Saved entries:

----

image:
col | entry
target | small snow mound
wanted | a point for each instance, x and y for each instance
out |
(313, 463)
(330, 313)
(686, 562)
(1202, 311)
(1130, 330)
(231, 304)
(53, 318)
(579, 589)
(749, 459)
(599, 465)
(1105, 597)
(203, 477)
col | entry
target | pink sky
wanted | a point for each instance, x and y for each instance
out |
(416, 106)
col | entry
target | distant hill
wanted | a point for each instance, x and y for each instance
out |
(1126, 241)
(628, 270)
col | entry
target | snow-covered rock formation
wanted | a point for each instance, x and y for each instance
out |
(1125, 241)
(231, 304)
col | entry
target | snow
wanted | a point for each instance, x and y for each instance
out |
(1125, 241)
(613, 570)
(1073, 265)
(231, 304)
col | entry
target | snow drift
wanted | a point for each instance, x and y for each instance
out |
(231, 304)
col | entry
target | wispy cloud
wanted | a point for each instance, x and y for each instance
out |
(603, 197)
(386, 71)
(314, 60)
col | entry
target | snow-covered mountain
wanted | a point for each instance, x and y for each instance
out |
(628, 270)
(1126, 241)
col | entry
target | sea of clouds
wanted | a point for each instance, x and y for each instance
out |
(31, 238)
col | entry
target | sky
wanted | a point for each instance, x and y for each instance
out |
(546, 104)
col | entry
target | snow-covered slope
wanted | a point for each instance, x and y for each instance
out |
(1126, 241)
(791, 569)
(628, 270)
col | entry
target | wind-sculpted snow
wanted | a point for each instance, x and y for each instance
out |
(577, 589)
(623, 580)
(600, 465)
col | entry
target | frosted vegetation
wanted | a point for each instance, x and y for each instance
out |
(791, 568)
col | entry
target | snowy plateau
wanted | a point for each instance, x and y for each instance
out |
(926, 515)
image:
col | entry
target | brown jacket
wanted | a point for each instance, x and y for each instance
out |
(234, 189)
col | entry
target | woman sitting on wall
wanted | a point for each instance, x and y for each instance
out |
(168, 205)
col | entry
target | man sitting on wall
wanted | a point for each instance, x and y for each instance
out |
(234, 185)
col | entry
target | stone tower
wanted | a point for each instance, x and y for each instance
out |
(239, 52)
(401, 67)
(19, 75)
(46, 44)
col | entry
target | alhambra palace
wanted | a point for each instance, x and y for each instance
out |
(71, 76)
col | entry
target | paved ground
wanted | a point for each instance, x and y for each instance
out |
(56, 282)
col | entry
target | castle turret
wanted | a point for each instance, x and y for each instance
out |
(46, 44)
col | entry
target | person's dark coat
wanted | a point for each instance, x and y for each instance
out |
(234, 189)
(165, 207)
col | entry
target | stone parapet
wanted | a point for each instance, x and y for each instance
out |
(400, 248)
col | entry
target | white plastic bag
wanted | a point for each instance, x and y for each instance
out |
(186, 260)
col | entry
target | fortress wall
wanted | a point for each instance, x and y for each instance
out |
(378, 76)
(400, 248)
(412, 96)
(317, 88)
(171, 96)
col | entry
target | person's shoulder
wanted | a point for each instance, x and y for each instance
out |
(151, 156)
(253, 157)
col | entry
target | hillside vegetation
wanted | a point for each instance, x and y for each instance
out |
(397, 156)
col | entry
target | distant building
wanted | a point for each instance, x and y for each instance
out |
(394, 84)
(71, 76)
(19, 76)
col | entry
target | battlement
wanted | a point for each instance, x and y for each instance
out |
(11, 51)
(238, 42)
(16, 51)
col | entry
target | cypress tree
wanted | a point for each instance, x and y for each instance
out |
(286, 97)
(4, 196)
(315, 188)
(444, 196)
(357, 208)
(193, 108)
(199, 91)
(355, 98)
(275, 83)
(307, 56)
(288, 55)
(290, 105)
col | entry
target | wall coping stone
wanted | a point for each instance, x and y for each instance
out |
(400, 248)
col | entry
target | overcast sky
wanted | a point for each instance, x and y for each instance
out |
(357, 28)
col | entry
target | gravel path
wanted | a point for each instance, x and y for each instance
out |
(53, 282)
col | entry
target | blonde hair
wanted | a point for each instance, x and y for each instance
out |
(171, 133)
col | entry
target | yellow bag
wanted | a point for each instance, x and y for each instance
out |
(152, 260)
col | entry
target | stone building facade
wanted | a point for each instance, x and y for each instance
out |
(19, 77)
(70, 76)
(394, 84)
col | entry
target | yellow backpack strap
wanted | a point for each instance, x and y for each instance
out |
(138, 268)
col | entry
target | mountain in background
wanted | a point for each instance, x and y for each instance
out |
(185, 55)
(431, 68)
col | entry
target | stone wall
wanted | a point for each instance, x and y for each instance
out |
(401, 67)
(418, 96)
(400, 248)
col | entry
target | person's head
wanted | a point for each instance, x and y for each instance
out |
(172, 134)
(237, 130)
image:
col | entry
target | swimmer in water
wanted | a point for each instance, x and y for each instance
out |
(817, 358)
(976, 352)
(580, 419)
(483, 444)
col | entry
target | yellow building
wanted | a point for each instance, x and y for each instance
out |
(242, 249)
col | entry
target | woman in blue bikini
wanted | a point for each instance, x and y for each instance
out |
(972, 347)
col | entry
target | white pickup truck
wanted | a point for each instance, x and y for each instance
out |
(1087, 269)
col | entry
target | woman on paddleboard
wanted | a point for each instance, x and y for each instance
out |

----

[WHAT THE TASK REQUIRES]
Having read the records, return each one exactly.

[EXERCISE RESPONSE]
image:
col | entry
target | small snow mound
wanted | a point for each instance, x and y for each instance
out |
(313, 463)
(330, 313)
(686, 562)
(1202, 311)
(1130, 330)
(231, 304)
(53, 318)
(579, 589)
(749, 459)
(599, 465)
(1105, 597)
(203, 477)
col | entry
target | pink sky
wanted | a point for each instance, x and y for each instance
out |
(416, 106)
col | entry
target | distant hill
wanted | a point for each instance, x and y for each instance
out |
(1126, 241)
(628, 270)
col | entry
target | snow-covered rock formation
wanted | a point for each instance, x and y for each instance
out |
(1125, 241)
(231, 304)
col | entry
target | snow
wanted | a point for each instance, x and y for each instance
out |
(1125, 241)
(613, 570)
(1073, 265)
(231, 304)
col | entry
target | snow drift
wanted | a point for each instance, x and y for each instance
out |
(231, 304)
col | entry
target | wispy cloud
wanted | a point for each instance, x and y for each instance
out |
(603, 197)
(386, 71)
(314, 60)
col | entry
target | snow-covered mountain
wanted | a point for each instance, x and y for each instance
out |
(628, 270)
(1126, 241)
col | entry
target | sea of clouds
wanted | a point for each instance, x and y for each instance
out |
(31, 238)
col | entry
target | sky
wanted | a point for each instance, x and y for each instance
out |
(546, 104)
col | entry
target | snow-covered slope
wanted | a point for each instance, x and y for each instance
out |
(1126, 241)
(791, 569)
(628, 270)
col | entry
target | wind-sculpted snow
wanted | a point for each instance, x and y for each instance
out |
(577, 589)
(623, 580)
(600, 465)
col | entry
target | frosted vegetation
wanted | a point for each instance, x and y for each instance
out |
(791, 568)
col | entry
target | snowy plateau
wanted | a point for each instance, x and y for each instance
out |
(926, 515)
image:
col | entry
target | brown jacket
wanted | a point for each instance, x and y for each instance
out |
(234, 189)
col | entry
target | woman sitting on wall
wanted | a point for each instance, x and y for each instance
out |
(168, 205)
col | entry
target | man sitting on wall
wanted | a point for each instance, x and y for each instance
out |
(234, 185)
col | entry
target | stone tower
wanted | a point for each instance, x and y for each instance
out |
(239, 52)
(401, 67)
(19, 75)
(46, 44)
col | entry
target | alhambra palace
wanted | a point for each instance, x and y for each instance
out |
(71, 76)
col | entry
target | paved ground
wanted | a point for each instance, x and y for each instance
out |
(56, 282)
col | entry
target | castle turret
wanted | a point for each instance, x and y for each instance
out |
(46, 44)
col | entry
target | person's dark coat
wanted | a point for each instance, x and y for each instance
out |
(234, 189)
(165, 207)
col | entry
target | stone parapet
wanted | a point for each instance, x and y for each instance
out |
(400, 248)
col | entry
target | white plastic bag
wanted | a point for each instance, x and y for each instance
out |
(186, 260)
col | entry
target | fortress wall
wanted | a point for each instance, x and y for each instance
out |
(378, 76)
(400, 248)
(412, 96)
(317, 88)
(171, 96)
col | entry
target | person's shoulder
wanted | a point for each instance, x and y for each instance
out |
(151, 156)
(253, 157)
col | entry
target | hillside vegetation
wanted | a point for each instance, x and y for each instance
out |
(397, 156)
col | entry
target | distant building
wanted | a point for each instance, x and y for each instance
out |
(394, 84)
(71, 76)
(19, 76)
col | entry
target | battlement
wanted | a point for each instance, x and y for each instance
out |
(11, 51)
(238, 42)
(16, 51)
col | entry
target | cypress tree
wanted | a point for each instance, x and y for each instance
out |
(286, 97)
(4, 196)
(315, 188)
(444, 196)
(357, 208)
(193, 108)
(199, 91)
(355, 98)
(275, 83)
(307, 56)
(288, 55)
(290, 105)
col | entry
target | wall coping stone
wanted | a point for each instance, x and y for each instance
out |
(400, 248)
col | entry
target | overcast sky
wanted | a point for each instance, x and y for each instance
out |
(357, 28)
col | entry
target | gravel path
wanted | a point for each instance, x and y for each instance
out |
(53, 282)
col | entry
target | blonde hair
wanted | a point for each instance, x and y for each instance
out |
(171, 133)
col | entry
target | yellow bag
wanted | a point for each instance, x and y for each instance
out |
(152, 260)
col | entry
target | stone building facade
wanted | a point for each instance, x and y for each instance
out |
(19, 77)
(70, 76)
(394, 84)
col | entry
target | yellow backpack strap
wanted | a point for each instance, x and y for each instance
out |
(138, 268)
col | entry
target | mountain in background
wanted | a point for each instance, x and y for each instance
out |
(185, 55)
(431, 68)
col | entry
target | stone wall
wanted | a point for each instance, x and y for each instance
out |
(401, 67)
(418, 96)
(400, 248)
col | entry
target | person's head
wanted | a point for each instance, x and y for each instance
out |
(172, 134)
(237, 130)
image:
col | entry
target | swimmer in water
wanted | a point for each instance, x and y for each instance
out |
(817, 358)
(976, 352)
(580, 419)
(483, 444)
col | entry
target | yellow building
wanted | a point for each instance, x and y for each instance
out |
(242, 249)
col | entry
target | woman in blue bikini
wanted | a point for each instance, x and y for each instance
out |
(972, 347)
col | entry
target | white pickup truck
wanted | a point for each instance, x and y for each instance
out |
(1087, 269)
col | entry
target | woman on paddleboard
wanted | a point for each instance, x and y for each instance
out |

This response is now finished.